## To-do list
1) According to the article on "A Land Remembered," what position did Patrick Smith hold at Brevard Community College?
2) Decide whether each statement agrees with the article on "A Land Remembered," and quote the words that settle it: (a) Patrick Smith died in 2014 at age 86. (b) Jeff Klinkenberg wrote about Smith's death in the Orlando Sentinel. (c) Smith intended the novel to be a romanticized story of Florida pioneer life.

## Text
Treat for dad all year: ‘A Land Remembered’
Rick Smith remembers that during the day, his dad worked at Brevard Community College as director of public relations. But at night, sitting at the family’s kitchen table, Patrick Smith worked at writing novels.
Living on the modern Space Coast, Smith created a saga of old Florida, “A Land Remembered,” that thousands of readers have embraced for its appreciation of the state’s frontier heritage and precarious environment.
The book is a great gift idea for dads, on Father’s Day and all year long — and for anyone who enjoys a good read.
When Patrick Smith died in 2014 at 86, the fine writer Jeff Klinkenberg noted in the Tampa Bay Times that other Florida authors might be better known than Smith, but it was his “A Land Remembered” that repeatedly topped polls of favorite Florida books.
No romanticized saga
“The one thing I did not want to do with this novel was make it a romanticized story of Florida pioneer life,” Smith once said about “A Land Remembered.”

## Provided material
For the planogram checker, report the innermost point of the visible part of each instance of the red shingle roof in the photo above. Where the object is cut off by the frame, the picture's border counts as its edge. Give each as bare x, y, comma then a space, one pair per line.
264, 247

## Full answers
1) Director of public relations.

2)
(a) Yes: "When Patrick Smith died in 2014 at 86"
(b) No: "the fine writer Jeff Klinkenberg noted in the Tampa Bay Times"
(c) No: "The one thing I did not want to do with this novel was make it a romanticized story of Florida pioneer life"